> What you should do: Starting at the line with "I'd like to know where the granite", set down each line of the entries below through the last one, exactly as it stands.
::::
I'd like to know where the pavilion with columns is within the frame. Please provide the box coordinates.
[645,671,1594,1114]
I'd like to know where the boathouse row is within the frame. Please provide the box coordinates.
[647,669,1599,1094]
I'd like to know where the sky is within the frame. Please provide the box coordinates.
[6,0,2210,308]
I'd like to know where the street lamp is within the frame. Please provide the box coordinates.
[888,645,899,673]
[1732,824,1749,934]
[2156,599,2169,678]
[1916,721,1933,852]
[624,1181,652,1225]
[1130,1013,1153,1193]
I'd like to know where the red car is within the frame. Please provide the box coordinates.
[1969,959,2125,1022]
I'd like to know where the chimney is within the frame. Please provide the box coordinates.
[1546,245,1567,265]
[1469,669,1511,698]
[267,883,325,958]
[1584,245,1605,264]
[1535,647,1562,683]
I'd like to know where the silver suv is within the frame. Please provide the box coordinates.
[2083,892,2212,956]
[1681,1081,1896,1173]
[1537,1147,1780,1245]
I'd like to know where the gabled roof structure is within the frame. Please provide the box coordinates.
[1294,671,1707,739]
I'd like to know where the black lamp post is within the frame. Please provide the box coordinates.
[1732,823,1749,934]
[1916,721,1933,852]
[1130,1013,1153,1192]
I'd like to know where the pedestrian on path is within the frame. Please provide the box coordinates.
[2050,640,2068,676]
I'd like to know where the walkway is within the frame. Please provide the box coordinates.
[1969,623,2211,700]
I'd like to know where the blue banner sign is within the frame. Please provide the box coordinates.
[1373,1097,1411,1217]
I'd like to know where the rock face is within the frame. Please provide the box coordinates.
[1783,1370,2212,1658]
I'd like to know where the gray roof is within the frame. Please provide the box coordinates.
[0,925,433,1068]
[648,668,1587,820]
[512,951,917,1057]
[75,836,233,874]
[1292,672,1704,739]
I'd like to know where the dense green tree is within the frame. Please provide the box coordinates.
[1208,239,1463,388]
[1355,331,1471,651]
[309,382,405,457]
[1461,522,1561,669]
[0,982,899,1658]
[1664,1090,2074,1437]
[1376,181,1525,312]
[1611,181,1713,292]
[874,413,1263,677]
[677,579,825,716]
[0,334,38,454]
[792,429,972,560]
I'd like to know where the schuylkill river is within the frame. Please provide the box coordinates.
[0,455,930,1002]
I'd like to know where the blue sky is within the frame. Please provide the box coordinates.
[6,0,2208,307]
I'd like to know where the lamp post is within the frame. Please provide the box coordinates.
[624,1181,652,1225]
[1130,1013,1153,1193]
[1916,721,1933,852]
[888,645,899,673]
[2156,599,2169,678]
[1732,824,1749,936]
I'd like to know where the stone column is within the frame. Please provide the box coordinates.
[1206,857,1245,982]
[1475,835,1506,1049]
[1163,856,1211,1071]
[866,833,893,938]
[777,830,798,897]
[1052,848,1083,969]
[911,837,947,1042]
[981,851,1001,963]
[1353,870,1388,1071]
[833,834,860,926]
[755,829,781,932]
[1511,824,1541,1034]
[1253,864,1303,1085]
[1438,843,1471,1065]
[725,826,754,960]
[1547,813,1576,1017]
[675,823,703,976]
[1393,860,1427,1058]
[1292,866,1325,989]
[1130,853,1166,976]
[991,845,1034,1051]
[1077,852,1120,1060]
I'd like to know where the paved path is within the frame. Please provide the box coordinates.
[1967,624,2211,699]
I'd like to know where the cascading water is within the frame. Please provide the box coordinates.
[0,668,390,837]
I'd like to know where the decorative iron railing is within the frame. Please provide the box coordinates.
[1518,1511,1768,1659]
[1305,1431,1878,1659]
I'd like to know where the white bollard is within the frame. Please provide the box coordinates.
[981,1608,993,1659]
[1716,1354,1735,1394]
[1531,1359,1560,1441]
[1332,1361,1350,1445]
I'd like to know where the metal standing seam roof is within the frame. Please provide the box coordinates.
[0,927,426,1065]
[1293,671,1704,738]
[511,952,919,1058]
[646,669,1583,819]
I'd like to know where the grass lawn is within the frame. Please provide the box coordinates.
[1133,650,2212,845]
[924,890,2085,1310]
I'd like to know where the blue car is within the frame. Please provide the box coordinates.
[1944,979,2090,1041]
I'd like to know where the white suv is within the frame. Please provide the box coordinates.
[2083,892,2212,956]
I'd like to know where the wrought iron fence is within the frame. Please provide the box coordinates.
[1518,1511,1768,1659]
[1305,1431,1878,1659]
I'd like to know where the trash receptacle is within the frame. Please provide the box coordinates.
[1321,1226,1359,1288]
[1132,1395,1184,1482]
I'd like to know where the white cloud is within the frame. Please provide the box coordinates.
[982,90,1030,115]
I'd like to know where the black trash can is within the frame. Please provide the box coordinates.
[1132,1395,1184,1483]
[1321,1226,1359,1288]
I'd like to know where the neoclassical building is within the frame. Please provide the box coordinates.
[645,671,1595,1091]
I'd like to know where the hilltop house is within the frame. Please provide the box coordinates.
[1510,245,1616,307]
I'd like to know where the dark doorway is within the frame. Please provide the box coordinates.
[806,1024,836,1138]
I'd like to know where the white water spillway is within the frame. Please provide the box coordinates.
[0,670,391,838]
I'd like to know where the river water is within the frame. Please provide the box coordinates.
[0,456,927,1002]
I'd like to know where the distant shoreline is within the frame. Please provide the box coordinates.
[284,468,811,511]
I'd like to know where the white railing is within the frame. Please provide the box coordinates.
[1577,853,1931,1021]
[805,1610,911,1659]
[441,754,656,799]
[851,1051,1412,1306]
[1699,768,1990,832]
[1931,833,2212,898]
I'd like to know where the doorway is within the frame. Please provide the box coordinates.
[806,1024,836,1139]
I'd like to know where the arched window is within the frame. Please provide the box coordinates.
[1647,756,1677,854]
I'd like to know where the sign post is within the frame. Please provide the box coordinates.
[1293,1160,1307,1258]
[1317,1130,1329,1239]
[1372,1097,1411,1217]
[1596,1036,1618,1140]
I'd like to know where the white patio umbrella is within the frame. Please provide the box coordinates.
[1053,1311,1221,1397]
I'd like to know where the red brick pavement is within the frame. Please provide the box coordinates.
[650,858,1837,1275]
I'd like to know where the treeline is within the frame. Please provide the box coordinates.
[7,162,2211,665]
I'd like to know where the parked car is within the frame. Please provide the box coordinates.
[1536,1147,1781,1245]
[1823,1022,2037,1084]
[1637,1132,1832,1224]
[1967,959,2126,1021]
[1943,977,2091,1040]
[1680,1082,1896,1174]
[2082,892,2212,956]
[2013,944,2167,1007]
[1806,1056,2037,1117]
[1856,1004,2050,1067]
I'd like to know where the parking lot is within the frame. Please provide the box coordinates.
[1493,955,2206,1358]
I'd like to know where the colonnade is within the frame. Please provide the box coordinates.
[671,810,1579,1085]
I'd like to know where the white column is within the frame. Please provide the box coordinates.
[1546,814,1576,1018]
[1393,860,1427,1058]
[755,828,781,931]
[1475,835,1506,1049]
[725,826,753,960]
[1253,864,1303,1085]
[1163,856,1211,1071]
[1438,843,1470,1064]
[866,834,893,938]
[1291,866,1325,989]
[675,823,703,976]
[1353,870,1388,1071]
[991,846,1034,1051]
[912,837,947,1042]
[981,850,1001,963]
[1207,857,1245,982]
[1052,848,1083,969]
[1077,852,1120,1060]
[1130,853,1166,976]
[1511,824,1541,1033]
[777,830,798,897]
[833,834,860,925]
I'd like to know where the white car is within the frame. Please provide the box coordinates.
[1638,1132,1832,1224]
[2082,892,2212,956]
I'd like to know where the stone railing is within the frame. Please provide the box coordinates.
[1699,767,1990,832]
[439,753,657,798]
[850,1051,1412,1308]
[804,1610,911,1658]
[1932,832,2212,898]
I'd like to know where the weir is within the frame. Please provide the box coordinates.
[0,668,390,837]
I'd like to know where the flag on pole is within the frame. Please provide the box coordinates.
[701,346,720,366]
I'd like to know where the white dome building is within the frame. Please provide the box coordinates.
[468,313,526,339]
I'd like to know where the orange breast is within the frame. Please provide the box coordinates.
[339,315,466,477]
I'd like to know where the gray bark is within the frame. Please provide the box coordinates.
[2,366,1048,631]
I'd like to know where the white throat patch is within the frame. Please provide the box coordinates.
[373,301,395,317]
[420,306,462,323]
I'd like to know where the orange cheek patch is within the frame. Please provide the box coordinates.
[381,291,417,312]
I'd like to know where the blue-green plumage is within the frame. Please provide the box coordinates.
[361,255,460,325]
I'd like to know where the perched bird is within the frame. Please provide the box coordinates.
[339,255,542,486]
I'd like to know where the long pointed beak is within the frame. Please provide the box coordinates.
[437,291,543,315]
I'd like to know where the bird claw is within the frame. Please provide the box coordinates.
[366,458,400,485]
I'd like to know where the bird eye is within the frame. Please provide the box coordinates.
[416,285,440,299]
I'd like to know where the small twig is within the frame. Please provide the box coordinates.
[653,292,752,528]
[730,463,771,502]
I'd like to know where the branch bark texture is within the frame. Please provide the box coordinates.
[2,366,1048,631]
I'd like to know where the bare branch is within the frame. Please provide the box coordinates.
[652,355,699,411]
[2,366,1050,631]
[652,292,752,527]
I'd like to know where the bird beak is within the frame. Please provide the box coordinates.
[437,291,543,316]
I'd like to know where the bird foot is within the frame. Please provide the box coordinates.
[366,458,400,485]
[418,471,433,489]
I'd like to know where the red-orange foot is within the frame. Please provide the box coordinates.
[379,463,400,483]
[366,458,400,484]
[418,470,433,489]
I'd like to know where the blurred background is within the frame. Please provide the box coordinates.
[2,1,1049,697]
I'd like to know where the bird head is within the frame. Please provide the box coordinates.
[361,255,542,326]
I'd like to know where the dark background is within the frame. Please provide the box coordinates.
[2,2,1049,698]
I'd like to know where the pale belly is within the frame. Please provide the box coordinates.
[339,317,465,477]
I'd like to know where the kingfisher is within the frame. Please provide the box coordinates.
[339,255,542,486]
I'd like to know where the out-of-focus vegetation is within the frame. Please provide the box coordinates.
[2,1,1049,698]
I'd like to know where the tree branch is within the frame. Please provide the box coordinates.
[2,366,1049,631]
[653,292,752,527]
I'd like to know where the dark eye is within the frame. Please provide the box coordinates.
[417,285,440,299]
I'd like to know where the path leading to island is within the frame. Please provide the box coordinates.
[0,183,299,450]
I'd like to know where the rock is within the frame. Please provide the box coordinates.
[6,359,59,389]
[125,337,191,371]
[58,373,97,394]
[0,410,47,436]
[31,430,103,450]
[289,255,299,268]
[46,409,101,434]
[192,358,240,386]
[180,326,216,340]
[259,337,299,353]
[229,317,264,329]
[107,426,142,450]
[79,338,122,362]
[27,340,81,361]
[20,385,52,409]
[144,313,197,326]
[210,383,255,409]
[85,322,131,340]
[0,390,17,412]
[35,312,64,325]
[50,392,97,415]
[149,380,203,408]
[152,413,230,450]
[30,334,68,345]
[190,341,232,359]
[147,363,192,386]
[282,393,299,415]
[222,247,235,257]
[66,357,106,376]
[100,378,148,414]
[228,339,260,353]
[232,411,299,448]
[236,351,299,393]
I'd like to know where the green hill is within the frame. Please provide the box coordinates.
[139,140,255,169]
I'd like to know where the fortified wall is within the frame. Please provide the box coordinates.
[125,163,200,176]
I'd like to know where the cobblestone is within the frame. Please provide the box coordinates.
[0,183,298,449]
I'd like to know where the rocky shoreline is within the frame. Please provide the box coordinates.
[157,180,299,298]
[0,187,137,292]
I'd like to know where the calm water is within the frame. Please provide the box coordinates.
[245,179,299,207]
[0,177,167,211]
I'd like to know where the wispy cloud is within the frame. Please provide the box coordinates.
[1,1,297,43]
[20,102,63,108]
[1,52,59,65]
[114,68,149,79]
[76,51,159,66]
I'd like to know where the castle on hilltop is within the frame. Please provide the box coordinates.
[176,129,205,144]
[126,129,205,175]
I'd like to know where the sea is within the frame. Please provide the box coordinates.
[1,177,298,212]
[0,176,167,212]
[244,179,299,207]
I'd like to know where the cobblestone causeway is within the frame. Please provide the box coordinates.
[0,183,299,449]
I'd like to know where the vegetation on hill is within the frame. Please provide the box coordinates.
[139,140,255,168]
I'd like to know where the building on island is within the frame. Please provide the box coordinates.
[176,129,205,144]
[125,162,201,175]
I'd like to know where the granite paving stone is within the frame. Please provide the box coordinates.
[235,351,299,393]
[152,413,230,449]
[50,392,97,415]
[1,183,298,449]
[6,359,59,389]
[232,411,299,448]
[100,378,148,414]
::::
> Solution:
I'd like to know where the granite paving stone is within the frame. Please provide the box coordinates.
[235,351,299,393]
[152,413,230,449]
[50,392,97,415]
[1,183,298,449]
[6,359,59,389]
[232,411,299,448]
[100,378,148,414]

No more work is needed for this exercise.